The first line of the data below and every line after it, through the one with "# place a dot on each instance of the green", must be transcribed without change.

AVAILABLE RECORDS START

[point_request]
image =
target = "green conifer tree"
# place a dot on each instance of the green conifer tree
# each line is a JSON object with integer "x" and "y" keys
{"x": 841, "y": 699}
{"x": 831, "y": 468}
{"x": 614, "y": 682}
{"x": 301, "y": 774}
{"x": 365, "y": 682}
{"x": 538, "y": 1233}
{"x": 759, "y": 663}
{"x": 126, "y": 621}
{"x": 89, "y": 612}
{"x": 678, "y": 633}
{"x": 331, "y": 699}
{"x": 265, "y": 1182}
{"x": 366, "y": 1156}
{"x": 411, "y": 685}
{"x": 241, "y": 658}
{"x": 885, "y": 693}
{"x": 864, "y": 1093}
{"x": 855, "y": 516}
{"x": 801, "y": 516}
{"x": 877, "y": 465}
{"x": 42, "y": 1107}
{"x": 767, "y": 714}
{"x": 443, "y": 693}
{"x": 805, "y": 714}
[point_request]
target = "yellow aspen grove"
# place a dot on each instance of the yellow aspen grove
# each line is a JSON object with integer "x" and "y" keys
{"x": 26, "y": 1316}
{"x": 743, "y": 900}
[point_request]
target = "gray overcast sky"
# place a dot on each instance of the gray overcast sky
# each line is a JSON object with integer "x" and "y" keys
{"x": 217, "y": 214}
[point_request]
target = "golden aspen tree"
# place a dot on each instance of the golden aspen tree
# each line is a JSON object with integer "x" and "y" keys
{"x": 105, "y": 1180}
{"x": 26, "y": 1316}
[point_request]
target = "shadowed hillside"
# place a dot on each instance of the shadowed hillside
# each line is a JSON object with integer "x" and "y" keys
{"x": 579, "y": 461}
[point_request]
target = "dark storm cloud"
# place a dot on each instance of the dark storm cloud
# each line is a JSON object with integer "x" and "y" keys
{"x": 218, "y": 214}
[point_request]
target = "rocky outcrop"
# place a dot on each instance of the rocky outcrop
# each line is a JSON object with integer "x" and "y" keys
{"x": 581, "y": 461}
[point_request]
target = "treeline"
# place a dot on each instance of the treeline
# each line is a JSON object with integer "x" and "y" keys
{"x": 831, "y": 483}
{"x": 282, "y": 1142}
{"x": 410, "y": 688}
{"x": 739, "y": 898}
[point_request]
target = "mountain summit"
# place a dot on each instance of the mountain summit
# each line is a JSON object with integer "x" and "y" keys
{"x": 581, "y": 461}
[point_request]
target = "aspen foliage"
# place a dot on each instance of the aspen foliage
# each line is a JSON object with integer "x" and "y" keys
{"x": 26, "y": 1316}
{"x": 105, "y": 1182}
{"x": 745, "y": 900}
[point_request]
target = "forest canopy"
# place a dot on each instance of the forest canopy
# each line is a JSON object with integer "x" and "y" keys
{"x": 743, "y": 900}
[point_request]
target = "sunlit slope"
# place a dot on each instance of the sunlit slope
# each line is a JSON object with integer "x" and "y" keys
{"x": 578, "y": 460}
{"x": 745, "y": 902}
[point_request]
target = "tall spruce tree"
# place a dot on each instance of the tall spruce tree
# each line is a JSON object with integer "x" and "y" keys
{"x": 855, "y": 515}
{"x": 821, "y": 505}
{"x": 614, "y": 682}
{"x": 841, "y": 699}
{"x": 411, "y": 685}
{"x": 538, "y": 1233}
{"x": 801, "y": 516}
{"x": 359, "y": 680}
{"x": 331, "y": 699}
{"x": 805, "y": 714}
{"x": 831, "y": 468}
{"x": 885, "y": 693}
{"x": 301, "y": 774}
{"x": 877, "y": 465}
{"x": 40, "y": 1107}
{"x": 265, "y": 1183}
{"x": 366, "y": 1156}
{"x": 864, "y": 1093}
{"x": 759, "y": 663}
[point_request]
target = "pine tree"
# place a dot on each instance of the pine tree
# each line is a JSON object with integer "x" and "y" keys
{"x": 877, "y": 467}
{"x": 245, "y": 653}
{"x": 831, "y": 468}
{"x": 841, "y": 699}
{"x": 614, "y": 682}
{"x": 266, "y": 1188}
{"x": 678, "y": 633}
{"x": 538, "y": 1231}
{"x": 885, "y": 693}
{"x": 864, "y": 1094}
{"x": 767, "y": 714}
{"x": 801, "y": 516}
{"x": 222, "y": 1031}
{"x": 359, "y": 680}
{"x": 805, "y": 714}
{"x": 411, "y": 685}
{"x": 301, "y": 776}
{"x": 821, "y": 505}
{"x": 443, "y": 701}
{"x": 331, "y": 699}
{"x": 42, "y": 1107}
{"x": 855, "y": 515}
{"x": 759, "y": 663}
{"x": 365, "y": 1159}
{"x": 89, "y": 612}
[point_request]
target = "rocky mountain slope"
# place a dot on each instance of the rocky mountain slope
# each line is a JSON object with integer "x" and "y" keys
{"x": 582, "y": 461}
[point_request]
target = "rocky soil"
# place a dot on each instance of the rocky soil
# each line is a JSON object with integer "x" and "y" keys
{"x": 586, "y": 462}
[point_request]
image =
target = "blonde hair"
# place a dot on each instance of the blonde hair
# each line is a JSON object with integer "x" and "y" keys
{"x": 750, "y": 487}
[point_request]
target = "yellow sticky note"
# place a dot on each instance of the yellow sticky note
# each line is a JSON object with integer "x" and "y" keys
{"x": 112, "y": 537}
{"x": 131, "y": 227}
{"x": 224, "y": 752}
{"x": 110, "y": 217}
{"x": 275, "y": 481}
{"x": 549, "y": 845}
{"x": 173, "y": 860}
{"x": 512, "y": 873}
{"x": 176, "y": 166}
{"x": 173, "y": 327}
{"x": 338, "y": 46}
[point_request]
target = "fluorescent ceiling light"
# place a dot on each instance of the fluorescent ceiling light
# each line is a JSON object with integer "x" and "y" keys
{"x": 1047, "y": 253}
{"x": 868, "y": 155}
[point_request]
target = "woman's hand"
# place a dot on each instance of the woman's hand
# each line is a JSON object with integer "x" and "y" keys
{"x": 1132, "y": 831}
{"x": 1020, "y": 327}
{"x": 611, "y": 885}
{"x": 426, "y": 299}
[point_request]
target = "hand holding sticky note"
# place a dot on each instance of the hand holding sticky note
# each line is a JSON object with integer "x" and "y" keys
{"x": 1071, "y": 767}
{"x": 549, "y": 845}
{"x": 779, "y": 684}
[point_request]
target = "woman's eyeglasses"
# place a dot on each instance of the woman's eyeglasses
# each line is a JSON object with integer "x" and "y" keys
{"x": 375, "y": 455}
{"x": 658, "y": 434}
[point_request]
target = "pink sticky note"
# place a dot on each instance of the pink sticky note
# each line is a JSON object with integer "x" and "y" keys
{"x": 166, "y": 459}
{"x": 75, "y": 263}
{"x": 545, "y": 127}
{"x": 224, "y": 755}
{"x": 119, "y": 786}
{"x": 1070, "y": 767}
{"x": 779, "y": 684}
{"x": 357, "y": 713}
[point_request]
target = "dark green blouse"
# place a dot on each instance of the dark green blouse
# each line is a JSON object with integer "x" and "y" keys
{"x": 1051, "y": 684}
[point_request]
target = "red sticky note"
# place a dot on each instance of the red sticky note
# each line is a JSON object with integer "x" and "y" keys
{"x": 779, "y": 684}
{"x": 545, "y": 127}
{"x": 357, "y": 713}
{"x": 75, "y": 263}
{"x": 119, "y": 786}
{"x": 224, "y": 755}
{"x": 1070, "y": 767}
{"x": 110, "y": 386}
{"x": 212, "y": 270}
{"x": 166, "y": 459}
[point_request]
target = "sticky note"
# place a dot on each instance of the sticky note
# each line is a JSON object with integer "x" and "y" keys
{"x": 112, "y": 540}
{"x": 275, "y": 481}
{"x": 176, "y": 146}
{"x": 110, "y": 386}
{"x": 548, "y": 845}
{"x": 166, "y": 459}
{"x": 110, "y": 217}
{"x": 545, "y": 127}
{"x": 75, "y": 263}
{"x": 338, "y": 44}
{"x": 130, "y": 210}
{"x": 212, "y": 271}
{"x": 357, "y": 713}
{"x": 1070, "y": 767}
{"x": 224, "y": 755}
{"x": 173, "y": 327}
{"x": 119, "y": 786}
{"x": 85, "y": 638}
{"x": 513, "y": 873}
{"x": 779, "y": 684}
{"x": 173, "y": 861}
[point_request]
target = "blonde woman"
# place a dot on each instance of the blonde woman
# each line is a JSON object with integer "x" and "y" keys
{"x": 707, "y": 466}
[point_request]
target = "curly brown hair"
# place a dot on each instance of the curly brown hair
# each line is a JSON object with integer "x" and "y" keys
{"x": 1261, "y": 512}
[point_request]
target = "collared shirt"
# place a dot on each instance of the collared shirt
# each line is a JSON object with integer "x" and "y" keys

AVAILABLE RECORDS END

YOUR SOLUTION:
[point_request]
image =
target = "green conifer tree"
# place a dot on each instance of the green conifer tree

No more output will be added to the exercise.